### TASK TO COMPLETE
Your task is to repeat all of the material exactly.

### MATERIAL FOR THIS TASK
--------------------------------------------------
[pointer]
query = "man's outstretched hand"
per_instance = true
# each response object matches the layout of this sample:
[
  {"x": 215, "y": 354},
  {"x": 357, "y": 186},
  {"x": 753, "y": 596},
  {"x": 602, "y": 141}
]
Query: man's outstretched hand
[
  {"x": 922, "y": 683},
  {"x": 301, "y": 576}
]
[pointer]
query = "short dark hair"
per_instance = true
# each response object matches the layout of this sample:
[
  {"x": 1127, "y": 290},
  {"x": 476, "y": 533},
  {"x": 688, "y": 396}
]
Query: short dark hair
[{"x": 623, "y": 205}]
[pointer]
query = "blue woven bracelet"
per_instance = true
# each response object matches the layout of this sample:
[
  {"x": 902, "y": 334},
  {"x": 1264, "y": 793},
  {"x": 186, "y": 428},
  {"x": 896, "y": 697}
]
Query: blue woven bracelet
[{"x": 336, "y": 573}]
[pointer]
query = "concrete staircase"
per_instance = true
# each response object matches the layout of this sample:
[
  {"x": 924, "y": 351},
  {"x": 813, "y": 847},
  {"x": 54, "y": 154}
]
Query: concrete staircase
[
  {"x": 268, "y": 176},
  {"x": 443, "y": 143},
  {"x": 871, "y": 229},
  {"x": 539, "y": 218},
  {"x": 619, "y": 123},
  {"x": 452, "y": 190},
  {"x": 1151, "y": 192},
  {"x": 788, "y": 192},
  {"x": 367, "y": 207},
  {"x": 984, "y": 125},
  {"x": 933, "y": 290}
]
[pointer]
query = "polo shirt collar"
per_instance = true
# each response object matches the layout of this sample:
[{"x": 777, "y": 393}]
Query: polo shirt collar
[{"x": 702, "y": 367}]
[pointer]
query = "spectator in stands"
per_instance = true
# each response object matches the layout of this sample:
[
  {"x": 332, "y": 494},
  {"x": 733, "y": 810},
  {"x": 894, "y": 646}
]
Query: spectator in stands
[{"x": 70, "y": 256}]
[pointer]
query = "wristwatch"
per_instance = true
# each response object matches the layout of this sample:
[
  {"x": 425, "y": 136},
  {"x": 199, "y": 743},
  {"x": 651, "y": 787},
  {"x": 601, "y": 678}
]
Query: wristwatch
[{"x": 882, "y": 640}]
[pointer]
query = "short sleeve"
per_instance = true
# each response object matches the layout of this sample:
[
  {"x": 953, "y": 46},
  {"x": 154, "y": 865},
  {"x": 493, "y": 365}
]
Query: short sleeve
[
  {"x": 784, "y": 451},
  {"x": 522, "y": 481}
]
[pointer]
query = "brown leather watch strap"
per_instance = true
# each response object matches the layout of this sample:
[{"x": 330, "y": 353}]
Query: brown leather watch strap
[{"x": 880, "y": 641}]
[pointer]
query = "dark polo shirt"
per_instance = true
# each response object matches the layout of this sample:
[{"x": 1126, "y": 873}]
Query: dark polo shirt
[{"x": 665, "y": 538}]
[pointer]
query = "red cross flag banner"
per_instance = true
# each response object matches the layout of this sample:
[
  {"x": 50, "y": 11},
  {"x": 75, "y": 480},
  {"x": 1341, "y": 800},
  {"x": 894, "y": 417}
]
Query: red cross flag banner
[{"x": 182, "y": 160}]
--------------------------------------------------
### RESPONSE TO THE EXERCISE
[pointer]
query = "man's outstretched hand"
per_instance = true
# each response object matches the layout of this sample:
[
  {"x": 215, "y": 354},
  {"x": 357, "y": 186},
  {"x": 753, "y": 596},
  {"x": 602, "y": 141}
]
Query: man's outstretched hand
[
  {"x": 922, "y": 683},
  {"x": 301, "y": 576}
]
[pointer]
query = "short dark hair"
per_instance = true
# each response object matches the layout of this sample:
[
  {"x": 1127, "y": 290},
  {"x": 476, "y": 533},
  {"x": 688, "y": 396}
]
Query: short dark hair
[{"x": 623, "y": 205}]
[pointer]
query = "blue woven bracelet"
per_instance = true
# each response object matches the layout of this sample:
[
  {"x": 902, "y": 334},
  {"x": 1264, "y": 793},
  {"x": 186, "y": 428},
  {"x": 896, "y": 697}
]
Query: blue woven bracelet
[{"x": 336, "y": 573}]
[pointer]
query = "concrete staircase"
per_instance = true
# each response object matches the layout of this sample:
[
  {"x": 924, "y": 351},
  {"x": 813, "y": 847},
  {"x": 54, "y": 154}
]
Query: concrete staircase
[
  {"x": 268, "y": 176},
  {"x": 443, "y": 143},
  {"x": 871, "y": 229},
  {"x": 539, "y": 218},
  {"x": 619, "y": 123},
  {"x": 452, "y": 190},
  {"x": 1151, "y": 192},
  {"x": 788, "y": 192},
  {"x": 367, "y": 207},
  {"x": 984, "y": 125},
  {"x": 933, "y": 290}
]
[pointer]
query = "polo shirt collar"
per_instance = true
# each response object matches the layout of this sample:
[{"x": 777, "y": 393}]
Query: polo shirt collar
[{"x": 702, "y": 367}]
[pointer]
query = "spectator in stands"
per_instance = true
# each response object matches the layout of this sample:
[
  {"x": 332, "y": 494},
  {"x": 733, "y": 810},
  {"x": 894, "y": 646}
]
Query: spectator in stands
[{"x": 70, "y": 256}]
[pointer]
query = "wristwatch"
per_instance = true
# each response object matches the layout of this sample:
[
  {"x": 425, "y": 136},
  {"x": 199, "y": 743},
  {"x": 651, "y": 787},
  {"x": 601, "y": 678}
]
Query: wristwatch
[{"x": 882, "y": 640}]
[pointer]
query = "short sleeve"
per_instance = true
# each response object matches the layout of this sample:
[
  {"x": 953, "y": 46},
  {"x": 154, "y": 865},
  {"x": 493, "y": 365}
]
Query: short sleeve
[
  {"x": 784, "y": 451},
  {"x": 522, "y": 481}
]
[pointer]
query = "brown leather watch strap"
per_instance = true
# each response object matches the layout of this sample:
[{"x": 330, "y": 353}]
Query: brown leather watch strap
[{"x": 880, "y": 641}]
[pointer]
query = "dark polo shirt"
per_instance = true
# each response object matches the layout of this sample:
[{"x": 1126, "y": 873}]
Query: dark polo shirt
[{"x": 665, "y": 538}]
[pointer]
query = "red cross flag banner"
per_instance = true
# each response object matches the layout of this sample:
[
  {"x": 50, "y": 11},
  {"x": 75, "y": 480},
  {"x": 1341, "y": 800},
  {"x": 894, "y": 417}
]
Query: red cross flag banner
[{"x": 182, "y": 160}]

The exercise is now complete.